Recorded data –
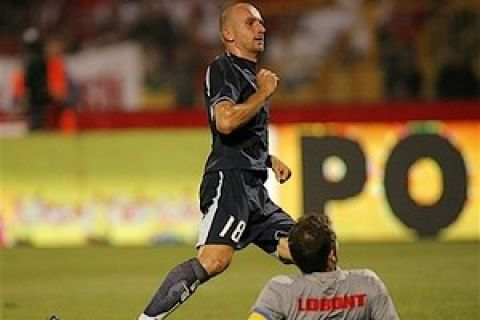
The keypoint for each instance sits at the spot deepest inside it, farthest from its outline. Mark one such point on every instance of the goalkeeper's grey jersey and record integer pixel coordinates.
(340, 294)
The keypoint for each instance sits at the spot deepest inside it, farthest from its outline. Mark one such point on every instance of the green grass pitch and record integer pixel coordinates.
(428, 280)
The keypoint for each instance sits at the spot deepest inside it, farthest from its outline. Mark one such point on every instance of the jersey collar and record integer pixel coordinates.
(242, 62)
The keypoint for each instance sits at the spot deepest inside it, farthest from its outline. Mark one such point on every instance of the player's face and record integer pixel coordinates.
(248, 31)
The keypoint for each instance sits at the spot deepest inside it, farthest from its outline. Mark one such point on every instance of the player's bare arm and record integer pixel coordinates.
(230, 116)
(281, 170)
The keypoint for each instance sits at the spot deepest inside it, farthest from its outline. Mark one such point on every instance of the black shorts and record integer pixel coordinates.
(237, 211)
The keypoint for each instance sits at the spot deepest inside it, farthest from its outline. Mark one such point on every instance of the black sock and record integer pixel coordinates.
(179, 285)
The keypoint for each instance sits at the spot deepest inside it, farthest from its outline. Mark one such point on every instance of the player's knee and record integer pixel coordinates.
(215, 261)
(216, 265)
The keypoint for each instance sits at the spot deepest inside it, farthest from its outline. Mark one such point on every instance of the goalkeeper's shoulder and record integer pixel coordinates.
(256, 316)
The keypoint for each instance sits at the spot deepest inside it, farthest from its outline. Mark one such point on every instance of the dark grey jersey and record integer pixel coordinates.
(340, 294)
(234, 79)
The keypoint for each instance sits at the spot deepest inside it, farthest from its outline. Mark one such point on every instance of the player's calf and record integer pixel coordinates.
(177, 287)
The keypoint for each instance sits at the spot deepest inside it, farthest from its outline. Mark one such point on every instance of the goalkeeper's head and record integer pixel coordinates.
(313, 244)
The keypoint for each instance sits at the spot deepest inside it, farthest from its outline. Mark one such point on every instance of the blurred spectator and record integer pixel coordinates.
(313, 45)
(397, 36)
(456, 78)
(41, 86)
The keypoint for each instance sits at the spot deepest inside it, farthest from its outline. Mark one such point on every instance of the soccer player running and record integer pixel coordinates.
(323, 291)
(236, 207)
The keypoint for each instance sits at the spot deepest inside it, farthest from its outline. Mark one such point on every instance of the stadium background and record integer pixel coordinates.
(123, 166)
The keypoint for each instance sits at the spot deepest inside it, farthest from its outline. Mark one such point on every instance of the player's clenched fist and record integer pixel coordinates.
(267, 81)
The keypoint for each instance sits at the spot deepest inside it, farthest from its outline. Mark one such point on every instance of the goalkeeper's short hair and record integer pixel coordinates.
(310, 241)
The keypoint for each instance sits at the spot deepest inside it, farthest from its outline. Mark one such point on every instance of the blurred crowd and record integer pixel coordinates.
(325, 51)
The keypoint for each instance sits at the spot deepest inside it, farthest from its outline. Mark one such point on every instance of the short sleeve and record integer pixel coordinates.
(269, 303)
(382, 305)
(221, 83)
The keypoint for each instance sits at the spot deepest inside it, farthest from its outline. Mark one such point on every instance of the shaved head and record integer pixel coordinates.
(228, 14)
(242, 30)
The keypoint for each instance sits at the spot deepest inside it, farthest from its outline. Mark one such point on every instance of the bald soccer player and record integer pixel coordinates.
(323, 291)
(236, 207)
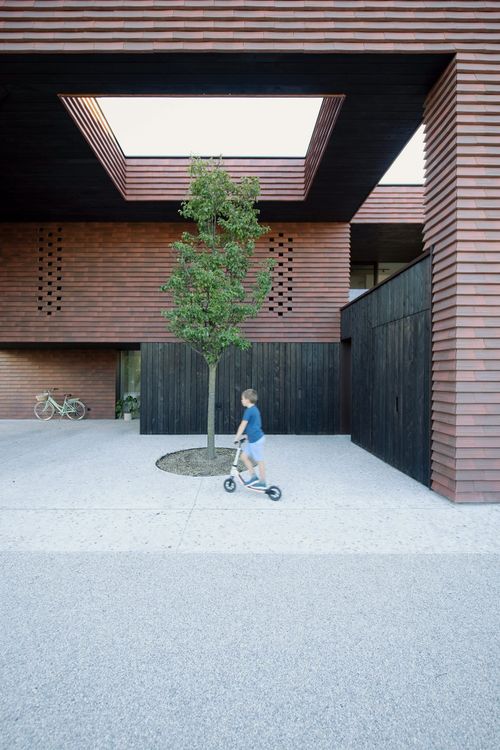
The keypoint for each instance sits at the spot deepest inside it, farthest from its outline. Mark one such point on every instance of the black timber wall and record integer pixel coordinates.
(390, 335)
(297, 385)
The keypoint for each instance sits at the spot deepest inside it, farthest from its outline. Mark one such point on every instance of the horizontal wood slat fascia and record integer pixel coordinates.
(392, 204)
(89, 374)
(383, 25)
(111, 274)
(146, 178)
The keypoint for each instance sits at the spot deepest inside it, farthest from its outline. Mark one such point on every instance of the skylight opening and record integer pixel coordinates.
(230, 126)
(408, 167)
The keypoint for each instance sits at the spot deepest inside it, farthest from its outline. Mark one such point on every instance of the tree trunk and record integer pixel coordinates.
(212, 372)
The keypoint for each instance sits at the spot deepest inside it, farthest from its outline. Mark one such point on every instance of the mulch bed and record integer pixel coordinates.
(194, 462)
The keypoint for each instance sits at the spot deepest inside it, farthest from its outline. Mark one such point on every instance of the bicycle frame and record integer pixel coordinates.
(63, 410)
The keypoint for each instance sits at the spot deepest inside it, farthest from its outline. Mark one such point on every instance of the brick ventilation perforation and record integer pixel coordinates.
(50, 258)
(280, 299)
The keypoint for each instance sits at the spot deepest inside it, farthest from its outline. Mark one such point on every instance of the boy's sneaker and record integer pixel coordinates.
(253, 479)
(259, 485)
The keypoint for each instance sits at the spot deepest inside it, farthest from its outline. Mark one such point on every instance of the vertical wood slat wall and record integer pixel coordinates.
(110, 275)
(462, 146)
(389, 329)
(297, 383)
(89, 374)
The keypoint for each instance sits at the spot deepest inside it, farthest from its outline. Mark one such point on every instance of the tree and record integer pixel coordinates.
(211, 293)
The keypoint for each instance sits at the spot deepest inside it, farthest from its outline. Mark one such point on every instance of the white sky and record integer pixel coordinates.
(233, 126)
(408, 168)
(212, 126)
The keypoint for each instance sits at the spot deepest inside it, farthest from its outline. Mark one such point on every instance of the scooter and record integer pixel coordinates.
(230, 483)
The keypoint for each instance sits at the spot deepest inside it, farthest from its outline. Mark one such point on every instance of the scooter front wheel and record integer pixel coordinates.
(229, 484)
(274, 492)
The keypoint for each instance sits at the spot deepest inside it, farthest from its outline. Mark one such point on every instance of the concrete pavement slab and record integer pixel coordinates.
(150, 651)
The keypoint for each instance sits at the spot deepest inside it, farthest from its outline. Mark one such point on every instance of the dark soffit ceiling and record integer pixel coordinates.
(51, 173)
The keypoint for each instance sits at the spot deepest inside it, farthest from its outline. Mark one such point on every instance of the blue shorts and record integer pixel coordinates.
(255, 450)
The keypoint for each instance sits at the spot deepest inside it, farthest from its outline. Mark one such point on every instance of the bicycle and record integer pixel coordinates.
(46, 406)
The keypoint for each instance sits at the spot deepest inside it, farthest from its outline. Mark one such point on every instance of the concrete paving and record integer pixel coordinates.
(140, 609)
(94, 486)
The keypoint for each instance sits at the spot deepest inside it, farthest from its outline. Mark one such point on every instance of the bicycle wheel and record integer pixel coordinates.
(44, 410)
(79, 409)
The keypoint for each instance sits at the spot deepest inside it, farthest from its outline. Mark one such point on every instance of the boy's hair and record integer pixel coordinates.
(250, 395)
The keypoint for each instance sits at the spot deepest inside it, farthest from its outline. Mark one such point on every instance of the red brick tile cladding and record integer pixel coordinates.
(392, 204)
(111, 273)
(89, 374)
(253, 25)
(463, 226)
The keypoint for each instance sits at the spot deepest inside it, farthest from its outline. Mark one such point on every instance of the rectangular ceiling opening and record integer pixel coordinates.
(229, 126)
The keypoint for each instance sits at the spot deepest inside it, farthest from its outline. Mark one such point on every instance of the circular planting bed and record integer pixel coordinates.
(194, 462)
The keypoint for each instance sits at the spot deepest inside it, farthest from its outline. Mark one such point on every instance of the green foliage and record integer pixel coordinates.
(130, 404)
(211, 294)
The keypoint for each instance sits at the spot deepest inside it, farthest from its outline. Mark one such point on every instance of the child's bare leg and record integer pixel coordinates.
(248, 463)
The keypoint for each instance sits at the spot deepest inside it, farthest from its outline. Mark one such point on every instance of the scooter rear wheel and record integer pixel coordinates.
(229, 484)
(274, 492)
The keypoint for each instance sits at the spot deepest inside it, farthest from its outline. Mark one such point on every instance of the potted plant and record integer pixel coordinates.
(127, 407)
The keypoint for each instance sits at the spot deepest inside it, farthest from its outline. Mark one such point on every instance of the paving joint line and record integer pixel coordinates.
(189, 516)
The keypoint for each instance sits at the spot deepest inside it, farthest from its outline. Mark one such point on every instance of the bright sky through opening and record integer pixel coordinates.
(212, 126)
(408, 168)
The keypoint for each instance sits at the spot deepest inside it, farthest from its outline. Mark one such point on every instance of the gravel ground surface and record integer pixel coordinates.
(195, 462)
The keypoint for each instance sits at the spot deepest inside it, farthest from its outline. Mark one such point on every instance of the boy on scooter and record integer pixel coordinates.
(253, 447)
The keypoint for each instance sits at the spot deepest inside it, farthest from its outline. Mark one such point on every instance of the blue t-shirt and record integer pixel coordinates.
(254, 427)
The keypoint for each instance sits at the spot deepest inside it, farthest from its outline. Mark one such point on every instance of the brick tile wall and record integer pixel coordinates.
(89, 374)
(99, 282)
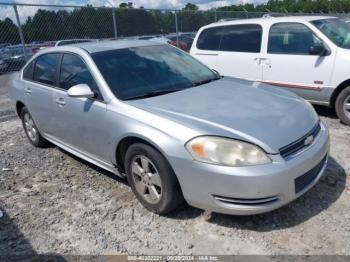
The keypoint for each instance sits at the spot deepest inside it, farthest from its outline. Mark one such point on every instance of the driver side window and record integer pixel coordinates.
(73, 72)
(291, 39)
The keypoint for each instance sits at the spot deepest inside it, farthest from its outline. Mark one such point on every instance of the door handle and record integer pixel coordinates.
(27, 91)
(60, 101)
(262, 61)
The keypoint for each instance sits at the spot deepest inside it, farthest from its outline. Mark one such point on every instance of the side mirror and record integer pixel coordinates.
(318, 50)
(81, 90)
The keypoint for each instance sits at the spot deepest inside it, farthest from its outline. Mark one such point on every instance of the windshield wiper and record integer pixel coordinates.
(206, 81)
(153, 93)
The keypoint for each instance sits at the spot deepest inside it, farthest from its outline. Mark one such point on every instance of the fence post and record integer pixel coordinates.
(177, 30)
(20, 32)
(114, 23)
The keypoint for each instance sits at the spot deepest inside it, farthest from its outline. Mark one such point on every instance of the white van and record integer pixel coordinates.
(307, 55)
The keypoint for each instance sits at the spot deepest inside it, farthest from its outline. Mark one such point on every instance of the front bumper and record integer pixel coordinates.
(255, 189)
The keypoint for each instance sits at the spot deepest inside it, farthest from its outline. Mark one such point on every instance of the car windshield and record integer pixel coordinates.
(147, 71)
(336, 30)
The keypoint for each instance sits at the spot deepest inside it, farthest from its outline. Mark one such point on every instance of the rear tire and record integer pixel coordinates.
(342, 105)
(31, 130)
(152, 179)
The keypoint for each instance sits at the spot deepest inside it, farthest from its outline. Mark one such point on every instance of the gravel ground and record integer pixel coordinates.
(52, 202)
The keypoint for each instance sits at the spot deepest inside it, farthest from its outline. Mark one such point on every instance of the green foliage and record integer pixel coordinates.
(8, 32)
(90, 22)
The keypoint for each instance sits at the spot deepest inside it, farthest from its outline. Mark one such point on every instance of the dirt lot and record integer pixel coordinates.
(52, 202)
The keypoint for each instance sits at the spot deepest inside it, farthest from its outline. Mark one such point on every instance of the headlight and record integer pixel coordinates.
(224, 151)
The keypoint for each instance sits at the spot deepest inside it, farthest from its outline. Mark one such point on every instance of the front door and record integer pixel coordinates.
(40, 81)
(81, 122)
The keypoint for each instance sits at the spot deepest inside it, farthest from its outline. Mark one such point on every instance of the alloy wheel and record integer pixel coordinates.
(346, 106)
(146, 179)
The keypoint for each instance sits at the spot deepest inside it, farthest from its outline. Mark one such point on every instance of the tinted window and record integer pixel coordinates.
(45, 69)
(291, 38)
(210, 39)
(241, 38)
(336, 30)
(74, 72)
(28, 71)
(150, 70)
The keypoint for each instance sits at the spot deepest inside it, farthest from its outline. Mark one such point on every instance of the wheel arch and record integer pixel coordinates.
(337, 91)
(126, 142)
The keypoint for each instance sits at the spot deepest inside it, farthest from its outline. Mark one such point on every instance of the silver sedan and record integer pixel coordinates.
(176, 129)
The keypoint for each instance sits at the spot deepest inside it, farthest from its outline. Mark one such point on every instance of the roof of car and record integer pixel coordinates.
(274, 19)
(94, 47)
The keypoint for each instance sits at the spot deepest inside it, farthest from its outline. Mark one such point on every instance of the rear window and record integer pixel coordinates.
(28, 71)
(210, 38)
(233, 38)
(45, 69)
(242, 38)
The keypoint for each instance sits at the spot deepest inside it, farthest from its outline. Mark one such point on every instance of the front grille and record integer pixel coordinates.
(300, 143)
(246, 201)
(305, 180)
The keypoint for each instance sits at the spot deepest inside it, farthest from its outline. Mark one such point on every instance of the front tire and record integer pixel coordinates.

YOUR OBJECTIVE – Could you print the lines above, exactly as written, from the line containing "grille and record integer pixel coordinates." through the final one?

FINAL ANSWER –
The keypoint for each instance sits at the spot deepest inside it, farthest from its outline. Mark one such point on every instance of the front grille and record integer pixel coordinates.
(300, 143)
(246, 201)
(305, 180)
The keypoint for each instance sits at the spot deepest inside it, farthest from its outline. Mark one such point on every instance of the front tire and record integer pixel coordinates.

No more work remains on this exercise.